## [Objectives]
**A.** For each statement about the time series anomaly detector text below, answer yes or no and quote the words from the text that decide it: (i) Bollinger Bands are commonly used in stock market trading. (ii) The function is tested on all users before it is tested on a single user. (iii) A %b value below 1 marks an anomaly.
**B.** Please render this sentence from the time series anomaly detector text below in Spanish: "Bollinger Bands is a volatility indicator and commonly used in stock market trading."
**C.** Extend the time series anomaly detector text below, picking up after its final sentence.

[Passage to read start]

# Time Series Anomaly Detector

We will use a concept known as Bollinger Bands to discover when behavior changes from what is "expected" or normal. Bollinger Bands is a volatility indicator and commonly used in stock market trading. 

Scenario: Discover anomalies in number of web pages accessed in a day by a user. Is there a bot copying the curriculum? 

We will accomplish this by breaking down to the following tasks:

1. acquire the data
2. prepare the data
3. make the analysis process (which we will discuss later) work over all users. 
4. Turn the analysis process and calculations into a function that can be used to loop through for each user. 
5. Test the function on a single user. 
6. Analyze by looping over all users. 

The analysis process will look like this, for each user: 

1. compute necessary metrics to arrive at the final metric, %b (percent-b).
2. add user id to the dataframe that contains all the metrics, including %b. 
3. filter to rows where %b indicates anomaly (i.e. > 1)
4. append rows of anomalies of new user to previous users' anomalous activity. 

Finally, we will do a quick sample of exploration of the anomalies. There is much more you can do!

[Passage to read end]
[Items start]

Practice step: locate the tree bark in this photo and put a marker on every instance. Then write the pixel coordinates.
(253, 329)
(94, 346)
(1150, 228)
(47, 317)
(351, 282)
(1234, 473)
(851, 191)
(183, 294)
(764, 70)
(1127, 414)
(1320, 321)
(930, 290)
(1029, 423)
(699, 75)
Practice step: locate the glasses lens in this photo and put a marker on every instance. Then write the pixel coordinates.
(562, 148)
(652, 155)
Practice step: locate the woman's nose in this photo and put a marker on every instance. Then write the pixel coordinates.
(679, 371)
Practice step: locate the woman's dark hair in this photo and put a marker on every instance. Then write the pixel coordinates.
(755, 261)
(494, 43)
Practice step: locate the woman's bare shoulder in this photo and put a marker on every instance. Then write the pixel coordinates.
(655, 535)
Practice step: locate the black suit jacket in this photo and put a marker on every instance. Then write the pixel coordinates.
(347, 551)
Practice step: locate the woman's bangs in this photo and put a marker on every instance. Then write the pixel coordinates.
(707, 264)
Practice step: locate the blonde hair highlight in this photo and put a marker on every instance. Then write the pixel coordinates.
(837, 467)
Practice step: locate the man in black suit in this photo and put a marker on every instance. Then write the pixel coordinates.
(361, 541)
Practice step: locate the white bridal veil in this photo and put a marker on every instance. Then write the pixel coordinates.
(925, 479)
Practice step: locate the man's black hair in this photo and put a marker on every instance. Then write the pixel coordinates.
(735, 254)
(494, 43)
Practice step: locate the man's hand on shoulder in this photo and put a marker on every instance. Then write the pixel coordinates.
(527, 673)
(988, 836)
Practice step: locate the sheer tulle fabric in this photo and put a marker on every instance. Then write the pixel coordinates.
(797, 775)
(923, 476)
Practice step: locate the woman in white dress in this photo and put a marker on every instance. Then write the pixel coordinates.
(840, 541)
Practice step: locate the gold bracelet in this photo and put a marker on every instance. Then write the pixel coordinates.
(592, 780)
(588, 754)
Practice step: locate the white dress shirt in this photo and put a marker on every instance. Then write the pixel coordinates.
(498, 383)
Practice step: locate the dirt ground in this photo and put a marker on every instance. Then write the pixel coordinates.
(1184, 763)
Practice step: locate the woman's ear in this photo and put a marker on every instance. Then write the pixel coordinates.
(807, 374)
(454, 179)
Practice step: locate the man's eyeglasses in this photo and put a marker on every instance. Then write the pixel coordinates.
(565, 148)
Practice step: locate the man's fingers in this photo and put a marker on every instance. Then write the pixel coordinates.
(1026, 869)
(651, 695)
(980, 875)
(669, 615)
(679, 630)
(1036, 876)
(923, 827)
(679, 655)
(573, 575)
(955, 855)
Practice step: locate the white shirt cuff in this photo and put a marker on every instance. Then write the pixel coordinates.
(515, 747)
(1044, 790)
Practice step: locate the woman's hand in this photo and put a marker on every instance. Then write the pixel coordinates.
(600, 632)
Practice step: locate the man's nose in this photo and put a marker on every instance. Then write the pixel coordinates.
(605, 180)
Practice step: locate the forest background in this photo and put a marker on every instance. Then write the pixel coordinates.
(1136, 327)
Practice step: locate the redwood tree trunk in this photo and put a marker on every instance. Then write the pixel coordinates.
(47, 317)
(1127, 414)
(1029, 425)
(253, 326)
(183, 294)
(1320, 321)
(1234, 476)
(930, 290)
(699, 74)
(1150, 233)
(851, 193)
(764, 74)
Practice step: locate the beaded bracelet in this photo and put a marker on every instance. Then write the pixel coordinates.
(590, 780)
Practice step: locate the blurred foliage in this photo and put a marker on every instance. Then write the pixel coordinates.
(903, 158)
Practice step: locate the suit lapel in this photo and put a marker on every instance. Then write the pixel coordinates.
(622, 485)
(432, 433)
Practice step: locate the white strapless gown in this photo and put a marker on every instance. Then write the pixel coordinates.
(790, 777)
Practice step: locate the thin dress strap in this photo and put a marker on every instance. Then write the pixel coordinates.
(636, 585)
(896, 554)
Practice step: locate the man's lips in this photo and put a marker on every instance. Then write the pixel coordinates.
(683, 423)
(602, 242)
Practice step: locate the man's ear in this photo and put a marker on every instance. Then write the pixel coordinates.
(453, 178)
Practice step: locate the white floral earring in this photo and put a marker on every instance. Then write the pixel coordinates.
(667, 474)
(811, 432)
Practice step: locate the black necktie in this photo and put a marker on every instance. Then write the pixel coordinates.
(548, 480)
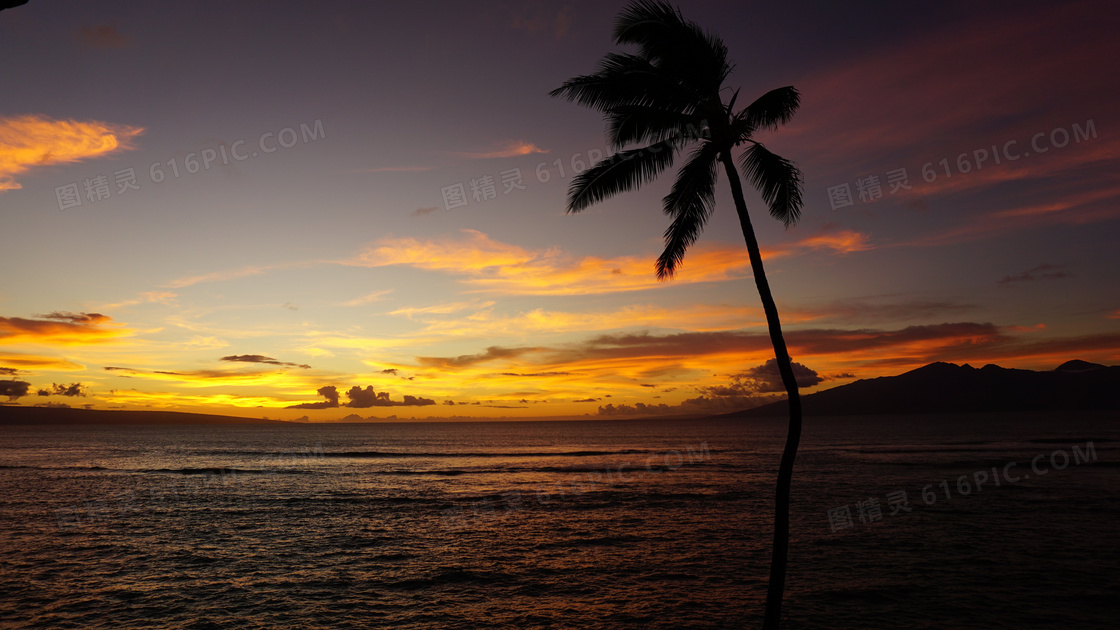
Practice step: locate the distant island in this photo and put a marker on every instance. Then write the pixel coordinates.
(938, 388)
(948, 388)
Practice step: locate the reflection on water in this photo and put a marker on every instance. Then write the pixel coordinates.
(558, 525)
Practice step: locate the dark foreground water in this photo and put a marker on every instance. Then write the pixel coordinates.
(979, 521)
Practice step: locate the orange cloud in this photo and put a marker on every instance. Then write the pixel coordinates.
(59, 329)
(34, 140)
(507, 149)
(493, 266)
(20, 361)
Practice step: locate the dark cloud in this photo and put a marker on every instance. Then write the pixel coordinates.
(767, 378)
(15, 389)
(1041, 272)
(57, 325)
(492, 353)
(262, 359)
(364, 398)
(102, 36)
(330, 392)
(75, 317)
(73, 389)
(691, 406)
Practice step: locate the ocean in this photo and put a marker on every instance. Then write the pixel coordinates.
(911, 521)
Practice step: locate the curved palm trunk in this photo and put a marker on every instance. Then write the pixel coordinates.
(773, 614)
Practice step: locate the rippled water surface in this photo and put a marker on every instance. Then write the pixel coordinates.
(560, 525)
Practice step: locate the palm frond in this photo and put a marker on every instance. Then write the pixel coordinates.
(771, 110)
(619, 173)
(776, 178)
(690, 203)
(670, 42)
(631, 124)
(624, 80)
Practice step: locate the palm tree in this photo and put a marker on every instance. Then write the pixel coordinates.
(668, 98)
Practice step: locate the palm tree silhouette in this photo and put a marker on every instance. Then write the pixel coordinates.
(668, 98)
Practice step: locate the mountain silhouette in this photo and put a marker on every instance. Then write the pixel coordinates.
(941, 388)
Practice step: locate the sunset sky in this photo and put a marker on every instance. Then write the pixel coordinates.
(269, 215)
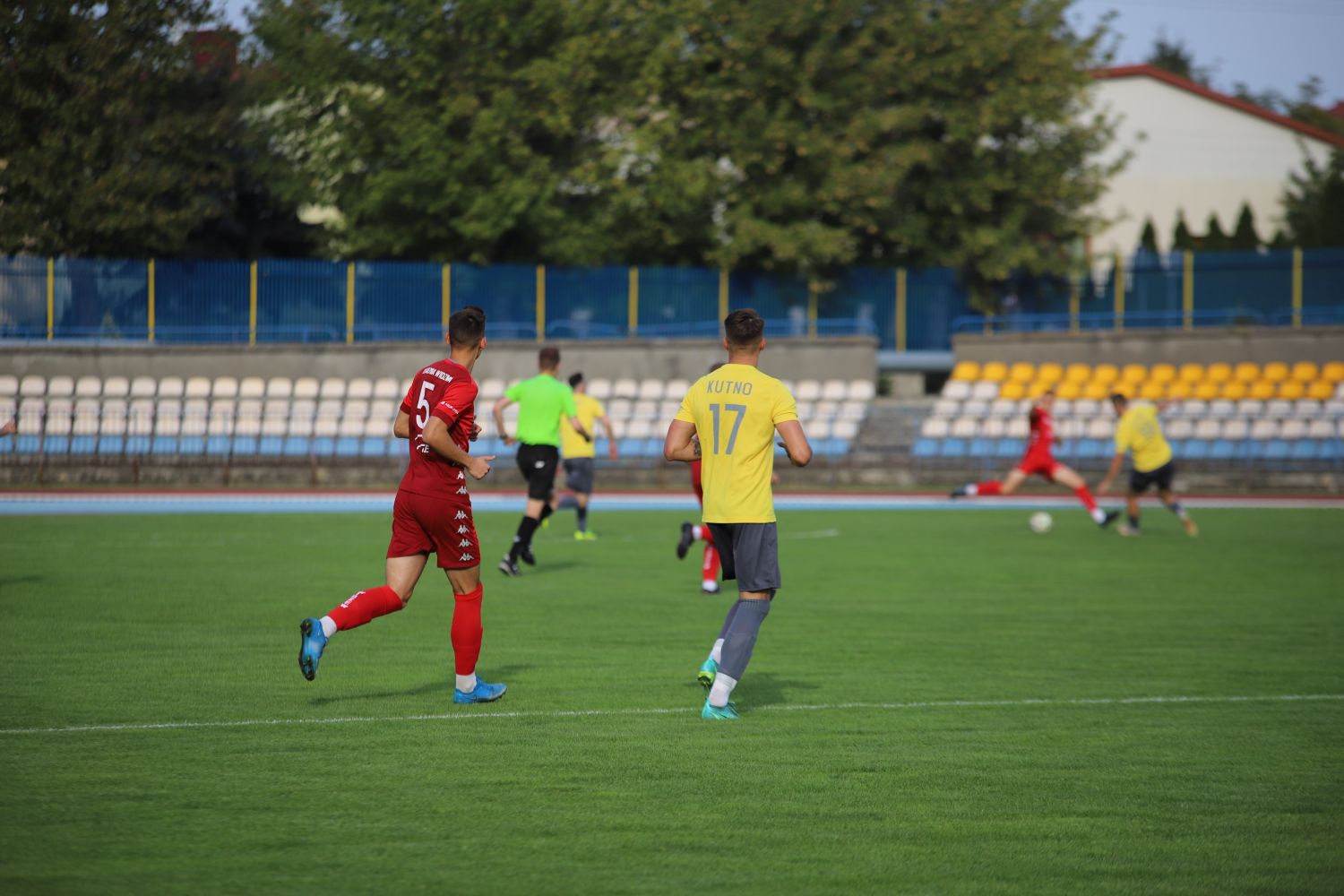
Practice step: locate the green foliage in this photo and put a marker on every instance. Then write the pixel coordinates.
(1314, 203)
(110, 132)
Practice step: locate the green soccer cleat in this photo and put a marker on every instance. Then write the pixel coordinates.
(719, 712)
(709, 669)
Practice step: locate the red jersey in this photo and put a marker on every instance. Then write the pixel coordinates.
(444, 390)
(1042, 441)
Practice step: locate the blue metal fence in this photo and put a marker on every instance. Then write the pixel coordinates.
(185, 301)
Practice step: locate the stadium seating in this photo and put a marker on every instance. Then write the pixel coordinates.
(304, 418)
(1274, 414)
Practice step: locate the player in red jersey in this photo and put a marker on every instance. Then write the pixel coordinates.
(1039, 460)
(432, 513)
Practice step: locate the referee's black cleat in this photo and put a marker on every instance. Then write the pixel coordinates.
(685, 543)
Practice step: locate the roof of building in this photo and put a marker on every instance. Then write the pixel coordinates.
(1233, 102)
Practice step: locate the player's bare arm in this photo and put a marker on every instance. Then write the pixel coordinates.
(795, 443)
(499, 419)
(680, 443)
(435, 435)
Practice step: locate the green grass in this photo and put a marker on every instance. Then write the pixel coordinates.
(194, 618)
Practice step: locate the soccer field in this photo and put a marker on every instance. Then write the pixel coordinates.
(941, 702)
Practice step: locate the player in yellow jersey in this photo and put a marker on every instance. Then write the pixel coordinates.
(1140, 433)
(728, 422)
(580, 452)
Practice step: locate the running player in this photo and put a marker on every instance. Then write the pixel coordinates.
(542, 402)
(432, 513)
(693, 532)
(1140, 433)
(739, 409)
(578, 454)
(1039, 460)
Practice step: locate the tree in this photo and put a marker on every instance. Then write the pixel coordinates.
(1245, 236)
(1148, 239)
(109, 128)
(1314, 203)
(1182, 238)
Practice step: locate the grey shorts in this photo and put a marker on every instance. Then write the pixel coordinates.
(578, 474)
(750, 554)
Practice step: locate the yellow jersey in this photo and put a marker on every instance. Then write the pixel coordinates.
(1139, 432)
(736, 410)
(589, 410)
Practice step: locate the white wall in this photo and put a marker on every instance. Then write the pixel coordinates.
(1195, 155)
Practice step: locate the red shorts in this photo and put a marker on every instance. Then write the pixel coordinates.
(443, 525)
(1042, 465)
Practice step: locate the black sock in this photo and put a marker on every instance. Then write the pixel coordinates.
(523, 540)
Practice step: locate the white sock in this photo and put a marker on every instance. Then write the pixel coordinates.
(723, 686)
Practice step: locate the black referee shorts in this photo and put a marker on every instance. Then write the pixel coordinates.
(537, 463)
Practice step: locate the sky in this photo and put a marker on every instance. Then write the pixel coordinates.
(1268, 45)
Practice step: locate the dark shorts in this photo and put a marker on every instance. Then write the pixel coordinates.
(750, 554)
(537, 463)
(443, 525)
(578, 474)
(1161, 477)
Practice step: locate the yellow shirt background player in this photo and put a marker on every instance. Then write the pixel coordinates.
(736, 411)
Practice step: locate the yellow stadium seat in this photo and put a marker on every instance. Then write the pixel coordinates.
(1305, 373)
(995, 373)
(1069, 390)
(1320, 390)
(1051, 374)
(1161, 374)
(1262, 390)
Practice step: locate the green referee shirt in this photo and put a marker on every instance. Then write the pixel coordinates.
(540, 403)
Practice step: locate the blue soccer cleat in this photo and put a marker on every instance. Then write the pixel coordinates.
(719, 712)
(709, 670)
(311, 646)
(480, 694)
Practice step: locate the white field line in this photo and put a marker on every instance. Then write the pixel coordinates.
(680, 711)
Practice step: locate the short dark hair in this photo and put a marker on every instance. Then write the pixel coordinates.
(742, 328)
(467, 328)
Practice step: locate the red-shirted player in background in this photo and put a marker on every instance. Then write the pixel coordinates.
(433, 512)
(1039, 460)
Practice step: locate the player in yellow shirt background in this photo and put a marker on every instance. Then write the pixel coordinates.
(728, 421)
(580, 452)
(1140, 433)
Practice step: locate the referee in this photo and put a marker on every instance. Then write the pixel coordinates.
(542, 402)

[Items end]

## [Solved tasks]
**A.**
(i) Yes: "Bollinger Bands is a volatility indicator and commonly used in stock market trading."
(ii) No: "5. Test the function on a single user." comes before "6. Analyze by looping over all users."
(iii) No: "filter to rows where %b indicates anomaly (i.e. > 1)"

**B.** Las Bandas de Bollinger son un indicador de volatilidad y se usan comúnmente en el trading bursátil.

**C.**
Your exercise will be to add comments, markdown, and docstrings to the code in this lesson. 


- Google Slide Presentation:     https://docs.google.com/presentation/d/1hLFy6cWmJ4-bVUNykEGvXWxHnCwYMuFlsU0qwzxLCw4/edit?usp=sharing

In [1]:
import warnings
warnings.filterwarnings("ignore")

import numpy as np
import pandas as pd

import matplotlib.pyplot as plt
import seaborn as sns


**Acquire**

After doing some research, some experimentation of performing actions and watching the logs, we discovered what each of the fields represent. We then parse and name the fields accordingly. 

In [2]:
colnames = ['date', 'endpoint', 'user_id', 'cohort_id', 'source_ip']
df = pd.read_csv("anonymized-curriculum-access-07-2021.txt", 
                 sep="\s", 
                 header=None, 
                 names = colnames, 
                 usecols=[0, 2, 3, 4, 5])
df.head()

Unnamed: 0,date,endpoint,user_id,cohort_id,source_ip
0,2018-01-26,/,1,8.0,97.105.19.61
1,2018-01-26,java-ii,1,8.0,97.105.19.61
2,2018-01-26,java-ii/object-oriented-programming,1,8.0,97.105.19.61
3,2018-01-26,slides/object_oriented_programming,1,8.0,97.105.19.61
4,2018-01-26,javascript-i/conditionals,2,22.0,97.105.19.61


**Prepare**


In [3]:
df.date = pd.to_datetime(df.date)
df = df.set_index(df.date)

In [None]:
# resample daily counts for number of page views

pages = df['endpoint'].resample('d').count()
pages.head()

In [None]:
#plot pages
pages.plot()

No need to split because we are not modeling, we are using statistics to identify low probability cases. 

## Exponential Moving Average

SMA time series are much less noisy than the time series of the original data points. 
The challenge with SMA, however, is that the values of SMA lag the original values. This means that changes in the trend are only seen with a delay (lag) of L time units.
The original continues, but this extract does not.